* Estratto del documento
^^^^

Il progetto dell’ultimo grande edificio
militare, costruito a Verona, fu elaborato da ufficiali del Genio
di riconosciuta preparazione e capacità tecnica. Il tenente
colonnello Andreas Tunkler von Treuimfeld (1820-1873), era noto
in Europa per le sue pubblicazioni di scienza delle fortificazioni
e per l’attività di insegnamento all’Accademia
del Genio di Kloster Bruck. Il capitano Ferdinand Artmann (1830-?),
era un esperto di tecnologia della sussistenza, della produzione
e conservazione alimentare; nel progetto della provianda organizzò
il ciclo di produzione e curò l’installazione dei macchinari.
Anton von Naredi-Rainer aveva già dato prova del suo talento
nel progetto per l’ampliamento di Porta
Vescovo, negli anni 1862-1863. Nella composizione della facciata
del panificio di Santa Marta si manifesta un’immagine neomedievale
che attesta la cultura di Naredi-Reiner, incline all’orientamento
più eclettico del Rundbogen, affermatosi nel secondo
Ottocento; i connotati stilistici della sua architettura sono di
matrice centroeuropea, del tutto estranei ai moduli figurativi locali,
del medioevo veronese.

^^^^

* Record mostrati
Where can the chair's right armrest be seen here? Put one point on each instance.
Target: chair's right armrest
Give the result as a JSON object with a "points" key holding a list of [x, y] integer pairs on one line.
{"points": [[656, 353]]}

^^^^

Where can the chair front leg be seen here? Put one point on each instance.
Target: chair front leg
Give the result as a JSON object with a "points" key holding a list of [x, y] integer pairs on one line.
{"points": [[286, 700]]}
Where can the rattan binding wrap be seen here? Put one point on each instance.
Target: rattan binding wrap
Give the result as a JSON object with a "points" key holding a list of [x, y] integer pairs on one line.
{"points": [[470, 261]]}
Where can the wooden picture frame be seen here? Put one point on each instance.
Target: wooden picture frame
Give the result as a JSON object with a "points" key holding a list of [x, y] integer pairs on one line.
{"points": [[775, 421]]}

^^^^

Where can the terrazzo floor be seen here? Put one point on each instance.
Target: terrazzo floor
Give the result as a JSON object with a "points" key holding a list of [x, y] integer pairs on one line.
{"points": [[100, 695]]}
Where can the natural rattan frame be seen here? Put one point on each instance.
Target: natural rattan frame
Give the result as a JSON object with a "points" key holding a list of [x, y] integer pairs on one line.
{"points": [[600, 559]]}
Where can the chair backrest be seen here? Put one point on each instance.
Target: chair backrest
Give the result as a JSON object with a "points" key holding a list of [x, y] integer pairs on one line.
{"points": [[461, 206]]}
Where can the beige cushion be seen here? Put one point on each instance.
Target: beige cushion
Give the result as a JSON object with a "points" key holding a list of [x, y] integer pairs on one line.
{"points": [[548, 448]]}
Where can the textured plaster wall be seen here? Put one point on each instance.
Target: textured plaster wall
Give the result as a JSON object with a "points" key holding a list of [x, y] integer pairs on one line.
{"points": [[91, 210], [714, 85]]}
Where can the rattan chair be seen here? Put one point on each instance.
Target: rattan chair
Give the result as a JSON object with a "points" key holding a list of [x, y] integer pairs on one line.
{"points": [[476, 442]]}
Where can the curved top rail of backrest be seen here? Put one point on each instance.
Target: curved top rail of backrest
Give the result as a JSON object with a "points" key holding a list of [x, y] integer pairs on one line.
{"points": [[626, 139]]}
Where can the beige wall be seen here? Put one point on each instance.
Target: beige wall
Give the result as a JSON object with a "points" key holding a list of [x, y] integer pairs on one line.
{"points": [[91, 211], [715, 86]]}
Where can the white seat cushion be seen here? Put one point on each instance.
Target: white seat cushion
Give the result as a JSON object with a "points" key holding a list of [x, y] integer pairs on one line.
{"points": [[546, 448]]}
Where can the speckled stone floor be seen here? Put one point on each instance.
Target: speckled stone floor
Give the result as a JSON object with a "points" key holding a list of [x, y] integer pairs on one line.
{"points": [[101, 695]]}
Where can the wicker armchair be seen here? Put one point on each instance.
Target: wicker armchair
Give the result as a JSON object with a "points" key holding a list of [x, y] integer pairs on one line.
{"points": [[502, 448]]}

^^^^

* Il compito
Trascrivi fedelmente la parte del brano sull'edificio militare di Verona che comincia con "Il progetto dell’ultimo" e prosegue fino a "l’installazione dei macchinari.". I record sono materiale a sé, distinto dal brano.

* Risposta all'esercizio
Il progetto dell’ultimo grande edificio
militare, costruito a Verona, fu elaborato da ufficiali del Genio
di riconosciuta preparazione e capacità tecnica. Il tenente
colonnello Andreas Tunkler von Treuimfeld (1820-1873), era noto
in Europa per le sue pubblicazioni di scienza delle fortificazioni
e per l’attività di insegnamento all’Accademia
del Genio di Kloster Bruck. Il capitano Ferdinand Artmann (1830-?),
era un esperto di tecnologia della sussistenza, della produzione
e conservazione alimentare; nel progetto della provianda organizzò
il ciclo di produzione e curò l’installazione dei macchinari.